**Esercizio:** Filtri le righe riportate di seguito e ricopi soltanto quelle in cui compare la parola "sewing".

**Righe fornite:**
* * * * * * *

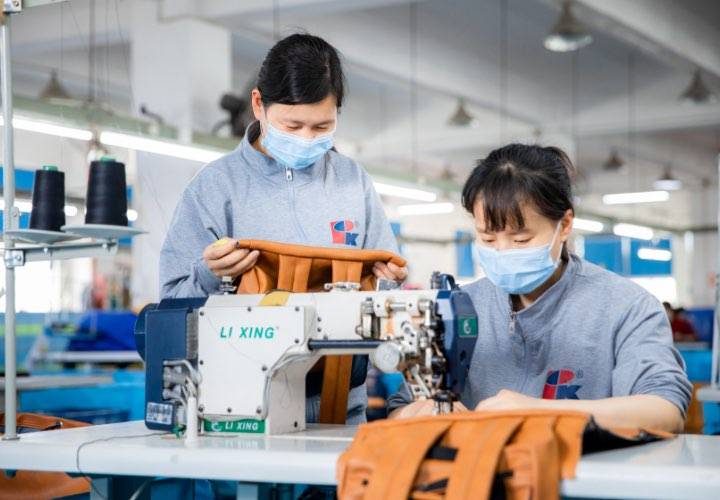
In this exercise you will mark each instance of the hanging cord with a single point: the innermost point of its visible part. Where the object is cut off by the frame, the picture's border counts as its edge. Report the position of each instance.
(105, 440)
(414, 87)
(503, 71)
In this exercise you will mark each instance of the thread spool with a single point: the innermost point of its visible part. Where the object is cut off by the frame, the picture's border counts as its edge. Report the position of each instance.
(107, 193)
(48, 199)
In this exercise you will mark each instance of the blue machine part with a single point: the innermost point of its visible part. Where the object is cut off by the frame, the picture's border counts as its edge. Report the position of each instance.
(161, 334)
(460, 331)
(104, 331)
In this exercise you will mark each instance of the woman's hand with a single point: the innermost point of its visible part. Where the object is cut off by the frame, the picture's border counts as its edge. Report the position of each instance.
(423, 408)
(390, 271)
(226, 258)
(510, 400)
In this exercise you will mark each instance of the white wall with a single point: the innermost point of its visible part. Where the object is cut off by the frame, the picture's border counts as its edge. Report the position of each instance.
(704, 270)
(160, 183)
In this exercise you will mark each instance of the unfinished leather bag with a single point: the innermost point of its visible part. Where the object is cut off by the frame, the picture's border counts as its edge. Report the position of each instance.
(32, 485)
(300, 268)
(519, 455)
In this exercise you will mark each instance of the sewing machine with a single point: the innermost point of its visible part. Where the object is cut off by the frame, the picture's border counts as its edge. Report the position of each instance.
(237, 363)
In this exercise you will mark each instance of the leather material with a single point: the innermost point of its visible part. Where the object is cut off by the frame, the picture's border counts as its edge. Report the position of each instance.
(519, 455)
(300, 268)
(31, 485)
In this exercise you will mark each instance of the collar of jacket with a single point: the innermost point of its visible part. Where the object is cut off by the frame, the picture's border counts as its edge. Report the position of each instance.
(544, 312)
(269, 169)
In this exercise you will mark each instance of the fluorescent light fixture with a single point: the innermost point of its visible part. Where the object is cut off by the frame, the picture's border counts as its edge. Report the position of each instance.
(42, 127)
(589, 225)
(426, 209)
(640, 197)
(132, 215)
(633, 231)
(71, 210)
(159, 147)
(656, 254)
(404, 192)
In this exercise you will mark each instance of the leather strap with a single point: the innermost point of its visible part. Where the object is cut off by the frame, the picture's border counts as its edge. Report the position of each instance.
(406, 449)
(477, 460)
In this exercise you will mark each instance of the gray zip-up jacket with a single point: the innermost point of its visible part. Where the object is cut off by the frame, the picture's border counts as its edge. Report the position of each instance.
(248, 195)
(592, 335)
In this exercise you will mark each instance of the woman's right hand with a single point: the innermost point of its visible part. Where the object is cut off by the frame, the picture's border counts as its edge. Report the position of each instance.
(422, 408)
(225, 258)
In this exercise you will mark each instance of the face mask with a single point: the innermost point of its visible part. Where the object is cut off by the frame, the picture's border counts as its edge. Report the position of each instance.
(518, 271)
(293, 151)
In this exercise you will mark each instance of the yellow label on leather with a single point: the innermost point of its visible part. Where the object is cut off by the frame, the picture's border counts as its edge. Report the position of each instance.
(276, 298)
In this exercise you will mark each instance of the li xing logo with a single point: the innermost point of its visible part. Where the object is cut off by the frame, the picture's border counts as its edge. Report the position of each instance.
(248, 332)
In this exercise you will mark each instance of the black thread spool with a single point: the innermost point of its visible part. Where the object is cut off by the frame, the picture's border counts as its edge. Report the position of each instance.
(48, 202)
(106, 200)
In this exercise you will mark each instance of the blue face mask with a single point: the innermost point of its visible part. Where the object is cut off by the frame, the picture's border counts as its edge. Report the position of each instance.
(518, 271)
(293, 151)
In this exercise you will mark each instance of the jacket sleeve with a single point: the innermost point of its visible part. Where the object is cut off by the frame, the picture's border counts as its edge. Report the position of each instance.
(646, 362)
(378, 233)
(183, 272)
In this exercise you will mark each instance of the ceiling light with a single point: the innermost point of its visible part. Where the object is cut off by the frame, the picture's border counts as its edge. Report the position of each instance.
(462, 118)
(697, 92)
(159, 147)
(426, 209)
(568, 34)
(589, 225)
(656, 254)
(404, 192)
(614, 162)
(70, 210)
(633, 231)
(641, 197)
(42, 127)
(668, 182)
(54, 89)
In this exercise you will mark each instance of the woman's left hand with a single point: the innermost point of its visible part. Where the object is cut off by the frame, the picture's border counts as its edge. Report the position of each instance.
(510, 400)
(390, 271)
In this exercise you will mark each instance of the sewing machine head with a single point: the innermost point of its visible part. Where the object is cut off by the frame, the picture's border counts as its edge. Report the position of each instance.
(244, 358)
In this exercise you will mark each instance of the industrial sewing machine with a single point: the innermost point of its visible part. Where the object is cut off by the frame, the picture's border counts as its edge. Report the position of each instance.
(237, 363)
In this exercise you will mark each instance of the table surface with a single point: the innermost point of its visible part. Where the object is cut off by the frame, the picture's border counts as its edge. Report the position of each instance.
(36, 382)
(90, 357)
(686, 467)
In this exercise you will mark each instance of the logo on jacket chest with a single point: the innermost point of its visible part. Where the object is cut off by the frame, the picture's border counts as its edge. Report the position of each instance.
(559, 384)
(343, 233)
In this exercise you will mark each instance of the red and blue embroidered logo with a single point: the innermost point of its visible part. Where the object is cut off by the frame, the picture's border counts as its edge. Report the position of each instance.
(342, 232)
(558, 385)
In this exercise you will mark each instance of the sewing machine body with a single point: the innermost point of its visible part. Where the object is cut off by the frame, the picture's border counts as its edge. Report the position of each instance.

* * * * * * *

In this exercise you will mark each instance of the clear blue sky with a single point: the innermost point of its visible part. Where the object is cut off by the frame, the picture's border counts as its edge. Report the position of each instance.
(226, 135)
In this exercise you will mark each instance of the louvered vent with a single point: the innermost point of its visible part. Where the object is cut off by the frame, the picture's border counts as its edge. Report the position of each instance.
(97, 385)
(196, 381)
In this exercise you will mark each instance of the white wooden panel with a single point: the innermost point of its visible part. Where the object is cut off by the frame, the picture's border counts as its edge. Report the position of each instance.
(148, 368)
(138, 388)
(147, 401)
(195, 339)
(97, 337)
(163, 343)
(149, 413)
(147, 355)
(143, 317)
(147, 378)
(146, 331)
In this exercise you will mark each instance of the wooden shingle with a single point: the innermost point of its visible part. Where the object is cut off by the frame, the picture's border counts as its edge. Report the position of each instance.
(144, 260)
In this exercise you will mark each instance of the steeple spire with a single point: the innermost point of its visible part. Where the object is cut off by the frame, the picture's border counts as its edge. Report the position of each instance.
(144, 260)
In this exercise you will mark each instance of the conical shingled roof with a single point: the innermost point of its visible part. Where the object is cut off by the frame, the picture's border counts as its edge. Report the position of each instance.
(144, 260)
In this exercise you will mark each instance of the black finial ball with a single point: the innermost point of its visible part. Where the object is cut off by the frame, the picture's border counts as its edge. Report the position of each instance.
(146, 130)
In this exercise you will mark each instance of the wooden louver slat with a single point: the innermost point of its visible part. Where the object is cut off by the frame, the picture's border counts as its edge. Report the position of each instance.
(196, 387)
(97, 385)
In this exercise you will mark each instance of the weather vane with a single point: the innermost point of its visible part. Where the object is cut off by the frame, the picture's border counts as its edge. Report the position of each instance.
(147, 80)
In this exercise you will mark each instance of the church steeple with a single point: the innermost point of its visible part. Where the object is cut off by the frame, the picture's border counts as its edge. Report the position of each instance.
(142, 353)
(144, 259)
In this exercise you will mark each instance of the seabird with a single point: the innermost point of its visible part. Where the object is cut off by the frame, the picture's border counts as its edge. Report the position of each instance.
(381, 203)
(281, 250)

* * * * * * *

**Risultato:**
In this exercise you will mark each instance of the sewing machine with a single point: the innermost point of its visible part. Where the object is cut off by the frame, the picture's border counts as its edge. Report the position of each instance.
In this exercise you will mark each instance of the sewing machine head with a single point: the innermost point of its visible part. Where the object is cut off by the frame, the picture's border counts as its edge. Report the position of each instance.
In this exercise you will mark each instance of the industrial sewing machine with a single point: the innermost point of its visible part. Where the object is cut off by the frame, the picture's border counts as its edge. Report the position of each instance.
In this exercise you will mark each instance of the sewing machine body with a single point: the innermost point of its visible part. Where the object is cut off by the frame, the picture's border counts as its edge. Report the position of each instance.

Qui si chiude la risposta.